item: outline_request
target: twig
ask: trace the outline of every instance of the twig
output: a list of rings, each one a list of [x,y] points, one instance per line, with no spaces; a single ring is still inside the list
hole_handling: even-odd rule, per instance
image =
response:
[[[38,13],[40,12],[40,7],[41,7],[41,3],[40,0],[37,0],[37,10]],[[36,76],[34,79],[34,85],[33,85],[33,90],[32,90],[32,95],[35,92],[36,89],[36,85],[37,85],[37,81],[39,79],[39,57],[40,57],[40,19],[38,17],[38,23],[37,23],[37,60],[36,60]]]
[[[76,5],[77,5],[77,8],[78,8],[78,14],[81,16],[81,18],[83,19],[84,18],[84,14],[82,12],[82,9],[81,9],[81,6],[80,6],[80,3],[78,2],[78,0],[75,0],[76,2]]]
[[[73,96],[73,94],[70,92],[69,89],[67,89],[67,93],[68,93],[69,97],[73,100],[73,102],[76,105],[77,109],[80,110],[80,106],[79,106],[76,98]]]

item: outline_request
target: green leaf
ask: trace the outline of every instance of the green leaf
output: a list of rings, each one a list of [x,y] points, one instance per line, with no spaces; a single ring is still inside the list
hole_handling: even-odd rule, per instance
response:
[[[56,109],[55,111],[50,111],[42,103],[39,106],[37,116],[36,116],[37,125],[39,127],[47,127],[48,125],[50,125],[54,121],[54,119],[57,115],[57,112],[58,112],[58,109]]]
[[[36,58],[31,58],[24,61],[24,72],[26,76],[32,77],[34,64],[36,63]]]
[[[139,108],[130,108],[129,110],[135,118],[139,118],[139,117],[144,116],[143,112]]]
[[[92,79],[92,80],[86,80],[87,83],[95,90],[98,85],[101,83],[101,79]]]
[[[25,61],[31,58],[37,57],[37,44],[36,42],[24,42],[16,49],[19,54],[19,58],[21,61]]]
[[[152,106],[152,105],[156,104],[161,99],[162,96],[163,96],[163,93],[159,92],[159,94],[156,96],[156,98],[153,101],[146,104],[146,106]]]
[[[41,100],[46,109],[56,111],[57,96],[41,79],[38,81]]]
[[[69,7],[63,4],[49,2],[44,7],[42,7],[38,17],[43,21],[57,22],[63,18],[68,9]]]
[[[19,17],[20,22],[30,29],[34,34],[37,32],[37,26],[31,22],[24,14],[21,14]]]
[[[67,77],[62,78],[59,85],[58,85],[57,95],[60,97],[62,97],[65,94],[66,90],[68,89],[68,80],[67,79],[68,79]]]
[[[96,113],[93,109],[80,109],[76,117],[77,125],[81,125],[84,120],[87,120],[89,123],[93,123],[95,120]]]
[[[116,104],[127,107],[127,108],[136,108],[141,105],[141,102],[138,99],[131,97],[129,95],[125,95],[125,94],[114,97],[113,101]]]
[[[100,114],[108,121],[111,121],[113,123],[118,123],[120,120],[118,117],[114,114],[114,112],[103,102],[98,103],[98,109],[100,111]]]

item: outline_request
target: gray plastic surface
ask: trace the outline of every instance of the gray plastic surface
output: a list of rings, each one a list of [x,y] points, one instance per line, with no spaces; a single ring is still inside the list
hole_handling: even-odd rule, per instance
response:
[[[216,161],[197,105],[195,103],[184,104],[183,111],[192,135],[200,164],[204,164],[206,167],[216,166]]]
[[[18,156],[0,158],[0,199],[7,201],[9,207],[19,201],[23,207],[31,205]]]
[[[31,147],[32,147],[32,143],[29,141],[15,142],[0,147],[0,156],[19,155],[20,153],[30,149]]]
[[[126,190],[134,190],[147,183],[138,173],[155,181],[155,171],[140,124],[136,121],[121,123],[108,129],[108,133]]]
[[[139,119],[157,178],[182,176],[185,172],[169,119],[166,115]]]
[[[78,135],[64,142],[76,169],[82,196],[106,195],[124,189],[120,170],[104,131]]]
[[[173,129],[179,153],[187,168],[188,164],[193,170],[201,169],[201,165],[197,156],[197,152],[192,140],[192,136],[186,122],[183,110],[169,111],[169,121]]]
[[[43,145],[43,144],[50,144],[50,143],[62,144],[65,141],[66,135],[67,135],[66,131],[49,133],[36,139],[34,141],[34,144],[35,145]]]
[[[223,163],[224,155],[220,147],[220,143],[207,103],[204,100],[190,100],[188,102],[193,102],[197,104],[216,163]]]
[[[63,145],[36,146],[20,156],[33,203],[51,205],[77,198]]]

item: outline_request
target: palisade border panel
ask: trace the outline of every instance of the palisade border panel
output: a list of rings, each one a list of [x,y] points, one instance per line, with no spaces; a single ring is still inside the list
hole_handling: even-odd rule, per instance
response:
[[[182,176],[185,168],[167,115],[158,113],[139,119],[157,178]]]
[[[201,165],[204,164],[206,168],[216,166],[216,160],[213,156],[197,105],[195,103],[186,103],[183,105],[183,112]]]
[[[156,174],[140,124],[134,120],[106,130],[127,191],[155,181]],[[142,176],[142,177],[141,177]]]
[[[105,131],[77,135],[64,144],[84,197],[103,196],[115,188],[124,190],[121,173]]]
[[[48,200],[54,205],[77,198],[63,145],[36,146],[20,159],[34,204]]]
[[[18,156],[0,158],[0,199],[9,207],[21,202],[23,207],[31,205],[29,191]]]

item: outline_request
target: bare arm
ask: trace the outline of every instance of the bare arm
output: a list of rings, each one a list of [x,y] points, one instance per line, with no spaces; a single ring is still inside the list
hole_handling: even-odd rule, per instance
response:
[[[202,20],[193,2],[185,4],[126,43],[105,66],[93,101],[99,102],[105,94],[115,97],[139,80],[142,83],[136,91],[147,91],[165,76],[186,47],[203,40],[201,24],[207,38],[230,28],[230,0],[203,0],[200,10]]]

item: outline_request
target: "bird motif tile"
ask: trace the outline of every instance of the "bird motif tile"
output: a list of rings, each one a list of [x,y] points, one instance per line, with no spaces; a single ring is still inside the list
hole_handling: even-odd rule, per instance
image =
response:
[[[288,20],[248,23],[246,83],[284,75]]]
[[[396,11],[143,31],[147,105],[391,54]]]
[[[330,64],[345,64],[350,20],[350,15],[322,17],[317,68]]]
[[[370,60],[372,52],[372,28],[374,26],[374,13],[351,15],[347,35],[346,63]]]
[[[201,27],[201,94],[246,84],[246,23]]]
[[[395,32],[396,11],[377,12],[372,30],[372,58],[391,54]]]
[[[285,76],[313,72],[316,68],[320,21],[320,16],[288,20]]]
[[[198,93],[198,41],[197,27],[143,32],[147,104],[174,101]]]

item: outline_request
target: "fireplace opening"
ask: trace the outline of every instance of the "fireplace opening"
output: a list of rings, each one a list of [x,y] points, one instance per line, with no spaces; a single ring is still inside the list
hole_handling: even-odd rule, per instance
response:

§ Your objective: Pull out each line of the records that contains the word "every", and list those lines in the order they appear.

§ Response for this exercise:
ask: trace the outline of every instance of the twig
ask: trace the outline of every instance of the green leaf
ask: trace the outline of every instance of the gray plastic surface
ask: trace the outline of every instance of the palisade border panel
ask: trace the outline of every instance of the bare arm
ask: trace the outline of every instance of the "bird motif tile"
ask: trace the outline of every instance of the "fireplace opening"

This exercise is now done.